◆ STATED PROBLEM
In the records below, pick out every line that contains the word "face" and copy each one.

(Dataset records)
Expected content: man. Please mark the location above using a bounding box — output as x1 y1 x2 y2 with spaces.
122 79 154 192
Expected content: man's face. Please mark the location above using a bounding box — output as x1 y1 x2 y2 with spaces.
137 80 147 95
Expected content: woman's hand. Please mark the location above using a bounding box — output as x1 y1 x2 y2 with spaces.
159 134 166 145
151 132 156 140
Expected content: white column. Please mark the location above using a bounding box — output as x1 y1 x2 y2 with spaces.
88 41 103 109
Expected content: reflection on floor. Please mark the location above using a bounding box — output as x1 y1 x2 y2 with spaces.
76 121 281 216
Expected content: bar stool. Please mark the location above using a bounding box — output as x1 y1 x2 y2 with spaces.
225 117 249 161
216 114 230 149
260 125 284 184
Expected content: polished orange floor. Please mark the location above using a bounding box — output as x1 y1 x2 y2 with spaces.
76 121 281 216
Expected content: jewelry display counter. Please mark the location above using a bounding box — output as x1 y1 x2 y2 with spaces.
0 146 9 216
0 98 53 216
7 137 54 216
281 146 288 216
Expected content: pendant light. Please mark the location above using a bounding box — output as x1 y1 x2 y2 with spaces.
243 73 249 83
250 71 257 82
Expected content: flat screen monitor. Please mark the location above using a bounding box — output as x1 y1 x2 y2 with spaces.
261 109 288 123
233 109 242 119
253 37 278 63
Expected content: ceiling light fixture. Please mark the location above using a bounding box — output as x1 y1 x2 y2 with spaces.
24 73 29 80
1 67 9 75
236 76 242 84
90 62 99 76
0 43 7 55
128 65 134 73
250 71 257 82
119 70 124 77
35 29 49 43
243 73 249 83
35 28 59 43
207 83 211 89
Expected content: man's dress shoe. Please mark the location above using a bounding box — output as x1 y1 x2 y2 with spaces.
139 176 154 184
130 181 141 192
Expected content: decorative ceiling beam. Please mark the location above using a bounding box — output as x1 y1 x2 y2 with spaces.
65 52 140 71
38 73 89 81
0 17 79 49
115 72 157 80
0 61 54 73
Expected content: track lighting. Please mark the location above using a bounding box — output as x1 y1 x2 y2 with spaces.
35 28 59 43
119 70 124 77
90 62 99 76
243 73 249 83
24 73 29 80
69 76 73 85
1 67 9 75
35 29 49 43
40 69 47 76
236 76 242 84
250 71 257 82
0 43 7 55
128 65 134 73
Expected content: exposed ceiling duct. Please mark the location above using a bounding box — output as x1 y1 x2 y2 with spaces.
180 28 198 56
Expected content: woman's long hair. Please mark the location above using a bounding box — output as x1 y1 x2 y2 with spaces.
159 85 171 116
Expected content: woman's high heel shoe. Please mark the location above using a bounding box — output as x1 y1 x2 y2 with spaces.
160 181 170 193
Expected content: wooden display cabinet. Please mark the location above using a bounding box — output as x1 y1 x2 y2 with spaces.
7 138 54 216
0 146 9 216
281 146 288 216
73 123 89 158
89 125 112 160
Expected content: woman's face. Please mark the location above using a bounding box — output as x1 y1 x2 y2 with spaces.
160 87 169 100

◆ FINAL RESULT
Expected content: man's face. Please mark the location above using a bounding box — output as x1 y1 x2 y2 with spaces.
Expected content: woman's face. Please mark the location above using a bounding box — output as x1 y1 x2 y2 with spaces.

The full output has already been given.